◆ Document section:
/---

Beryl I’m Only Dancin’

For some reason I was thinking of the Liver Birds this morning, and that set us thinking about the history of the actual Liver birds.  Apparently the concept dates from 1350 (didn’t know Carla Lane was that old, LOL) and was supposed to be an eagle but then became a cormorant (“many people feel the Liverpool cormorant does not play an important part in the life of the city, but I would remind you…”)  In 1688 they were called The Leaver Birds, though the Liver Building wasn’t constructed until 1911.  They are a pair of birds, the female looking out to sea and the male looking towards land.  One of them has something in its mouth thought to be lava, so maybe that’s where the name originated.

463px-Liver_Bird

It’s hard to imagine Liverpool without the Liver Birds: they seem to much the guardian spirits of the city.  Of course if you type the words ‘Liver Birds’ into a search engine in the UK you’re quite likely to get this:

liverbirds_1_396x222

They’re not quite looking in different directions, but almost: here are Beryl and Sandra, the Liver Birds of the sitcom.  Now, what I want to know is this: what does the little dialogue at the end of the theme tune mean?  I can understand the rest – ‘what’s got four arms, loves to grab ya?  answer is, two Liver Birds’.  But what about this:

You dancin’?

\---

(Part of a data file)
/---

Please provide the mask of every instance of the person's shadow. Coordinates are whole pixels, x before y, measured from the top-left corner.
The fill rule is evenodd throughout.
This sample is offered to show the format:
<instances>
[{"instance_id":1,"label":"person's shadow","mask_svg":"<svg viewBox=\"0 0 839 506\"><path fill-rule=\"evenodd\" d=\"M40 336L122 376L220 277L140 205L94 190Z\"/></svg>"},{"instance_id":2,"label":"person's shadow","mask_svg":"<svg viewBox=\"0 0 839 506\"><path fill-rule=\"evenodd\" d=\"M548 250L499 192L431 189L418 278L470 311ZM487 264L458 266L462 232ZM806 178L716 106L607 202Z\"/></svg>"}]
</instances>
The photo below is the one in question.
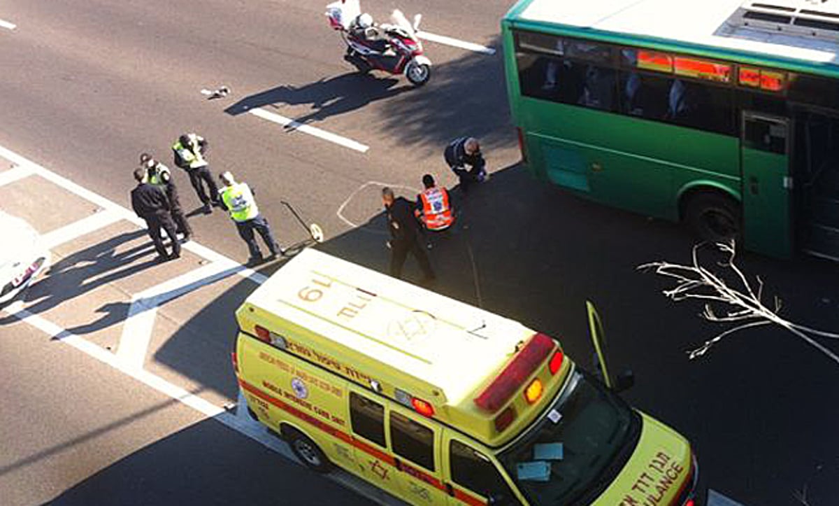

\---

◆ Written problem 1: Which years does the post about the Liver Birds mention?
◆ Written problem 2: Can you retype the post about the Liver Birds, starting with "It’s hard to" and going on through "You dancin’?"?
This listing has nothing to do with the post about the Liver Birds.

◆ Written response 1: 1350, 1688, 1911

◆ Written response 2:
It’s hard to imagine Liverpool without the Liver Birds: they seem to much the guardian spirits of the city.  Of course if you type the words ‘Liver Birds’ into a search engine in the UK you’re quite likely to get this:

liverbirds_1_396x222

They’re not quite looking in different directions, but almost: here are Beryl and Sandra, the Liver Birds of the sitcom.  Now, what I want to know is this: what does the little dialogue at the end of the theme tune mean?  I can understand the rest – ‘what’s got four arms, loves to grab ya?  answer is, two Liver Birds’.  But what about this:

You dancin’?